Learning a language as an adult includes many challenges, doubts, landmarks, humiliations, transcendences, confusions, enlightenments and depressions. It is important to treat it as the longest goal you'll ever have because even when you've got it, you don't. Mastery is always further around the corner.
I had another great chat with Sea the other evening (a student). She hasn't been an overwhelmingly successful student, yet she's made a sincere effort, probably the sincerest effort, to get better. Our first chat was about four months ago. She'd gone to my Current Events class, a class that I intentionally make a bit harder for strong students, and unsurprisingly struggled. She with knitted brows and a friend waited in the lounge area for me afterward and we talked for about thirty minutes after the last class of the day (until about 10pm). She'd hit her ceiling of what she could learn in the way she was doing it. I can't recall everything that we talked about but it covered how she was studying and how she could study, particularly to get a better feeling of grammar and to use and remember new words.

• _Data for analysis_:
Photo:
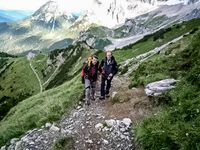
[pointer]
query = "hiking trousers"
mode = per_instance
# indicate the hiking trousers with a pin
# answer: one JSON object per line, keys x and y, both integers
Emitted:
{"x": 89, "y": 90}
{"x": 105, "y": 86}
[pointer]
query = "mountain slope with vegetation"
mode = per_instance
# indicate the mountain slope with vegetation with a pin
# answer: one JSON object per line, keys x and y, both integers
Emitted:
{"x": 59, "y": 74}
{"x": 177, "y": 125}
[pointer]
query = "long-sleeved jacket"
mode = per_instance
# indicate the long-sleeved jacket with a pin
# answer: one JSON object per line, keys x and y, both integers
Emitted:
{"x": 91, "y": 72}
{"x": 106, "y": 67}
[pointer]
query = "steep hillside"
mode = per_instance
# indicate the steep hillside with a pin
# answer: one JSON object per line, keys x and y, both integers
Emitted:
{"x": 177, "y": 125}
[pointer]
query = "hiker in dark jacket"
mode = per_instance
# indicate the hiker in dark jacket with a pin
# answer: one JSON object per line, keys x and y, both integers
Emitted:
{"x": 108, "y": 68}
{"x": 90, "y": 72}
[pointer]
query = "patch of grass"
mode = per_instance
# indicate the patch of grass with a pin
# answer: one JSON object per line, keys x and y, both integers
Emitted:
{"x": 169, "y": 64}
{"x": 16, "y": 83}
{"x": 39, "y": 109}
{"x": 64, "y": 143}
{"x": 177, "y": 125}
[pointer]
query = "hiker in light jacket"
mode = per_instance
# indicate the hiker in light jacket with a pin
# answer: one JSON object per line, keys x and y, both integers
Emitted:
{"x": 108, "y": 68}
{"x": 90, "y": 73}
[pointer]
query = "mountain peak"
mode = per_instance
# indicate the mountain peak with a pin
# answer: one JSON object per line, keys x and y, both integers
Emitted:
{"x": 50, "y": 11}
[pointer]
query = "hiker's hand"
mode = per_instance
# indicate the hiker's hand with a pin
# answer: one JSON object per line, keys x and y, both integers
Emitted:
{"x": 83, "y": 80}
{"x": 86, "y": 76}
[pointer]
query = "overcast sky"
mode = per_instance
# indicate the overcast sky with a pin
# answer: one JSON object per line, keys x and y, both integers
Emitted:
{"x": 69, "y": 5}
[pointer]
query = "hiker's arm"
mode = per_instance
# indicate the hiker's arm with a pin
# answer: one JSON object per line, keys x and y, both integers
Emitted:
{"x": 100, "y": 66}
{"x": 115, "y": 68}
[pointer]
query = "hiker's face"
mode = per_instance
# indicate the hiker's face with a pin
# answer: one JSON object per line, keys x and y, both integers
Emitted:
{"x": 90, "y": 59}
{"x": 94, "y": 61}
{"x": 108, "y": 55}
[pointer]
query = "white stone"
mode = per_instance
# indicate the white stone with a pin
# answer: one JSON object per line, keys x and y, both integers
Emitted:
{"x": 122, "y": 129}
{"x": 105, "y": 141}
{"x": 89, "y": 141}
{"x": 79, "y": 107}
{"x": 110, "y": 123}
{"x": 113, "y": 94}
{"x": 3, "y": 148}
{"x": 54, "y": 128}
{"x": 158, "y": 87}
{"x": 99, "y": 126}
{"x": 14, "y": 140}
{"x": 48, "y": 125}
{"x": 127, "y": 122}
{"x": 105, "y": 129}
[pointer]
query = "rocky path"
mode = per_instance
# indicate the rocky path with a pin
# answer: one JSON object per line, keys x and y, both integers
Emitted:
{"x": 100, "y": 126}
{"x": 37, "y": 76}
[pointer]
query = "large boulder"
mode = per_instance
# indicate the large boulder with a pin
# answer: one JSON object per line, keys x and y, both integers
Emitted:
{"x": 159, "y": 87}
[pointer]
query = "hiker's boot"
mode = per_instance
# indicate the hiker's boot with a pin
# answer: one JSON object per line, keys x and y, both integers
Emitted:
{"x": 102, "y": 97}
{"x": 87, "y": 103}
{"x": 107, "y": 95}
{"x": 93, "y": 98}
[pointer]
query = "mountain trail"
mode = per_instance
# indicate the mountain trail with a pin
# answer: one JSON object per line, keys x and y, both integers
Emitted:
{"x": 38, "y": 78}
{"x": 104, "y": 125}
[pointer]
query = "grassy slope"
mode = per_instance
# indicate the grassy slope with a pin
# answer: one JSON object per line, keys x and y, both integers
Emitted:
{"x": 177, "y": 125}
{"x": 35, "y": 111}
{"x": 15, "y": 83}
{"x": 50, "y": 104}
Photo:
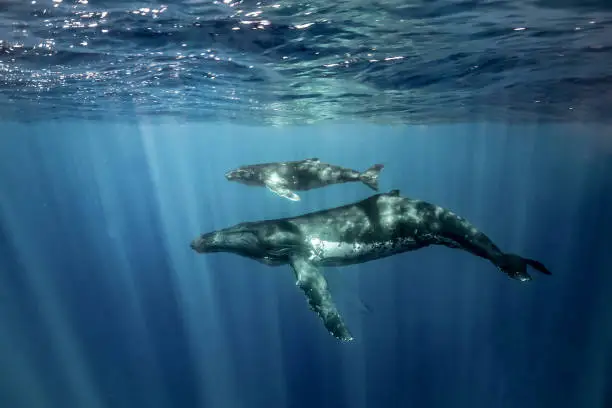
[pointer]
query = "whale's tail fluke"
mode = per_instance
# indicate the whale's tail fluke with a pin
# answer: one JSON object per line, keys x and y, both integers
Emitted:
{"x": 370, "y": 176}
{"x": 516, "y": 267}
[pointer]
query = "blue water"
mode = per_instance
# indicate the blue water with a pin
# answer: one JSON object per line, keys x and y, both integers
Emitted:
{"x": 291, "y": 62}
{"x": 119, "y": 119}
{"x": 103, "y": 303}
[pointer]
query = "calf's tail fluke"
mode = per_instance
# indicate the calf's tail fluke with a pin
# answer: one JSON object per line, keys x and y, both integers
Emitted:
{"x": 516, "y": 266}
{"x": 370, "y": 176}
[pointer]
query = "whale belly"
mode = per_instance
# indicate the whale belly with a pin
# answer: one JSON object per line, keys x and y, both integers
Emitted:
{"x": 336, "y": 253}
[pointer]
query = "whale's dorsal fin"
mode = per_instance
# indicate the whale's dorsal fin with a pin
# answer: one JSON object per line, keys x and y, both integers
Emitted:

• _Your instructions_:
Transcribe the portion of the passage on adult language learning starting with "Learning a language" and going on through "around the corner.". The items have no connection to the passage on adult language learning.

• _Exercise response_:
Learning a language as an adult includes many challenges, doubts, landmarks, humiliations, transcendences, confusions, enlightenments and depressions. It is important to treat it as the longest goal you'll ever have because even when you've got it, you don't. Mastery is always further around the corner.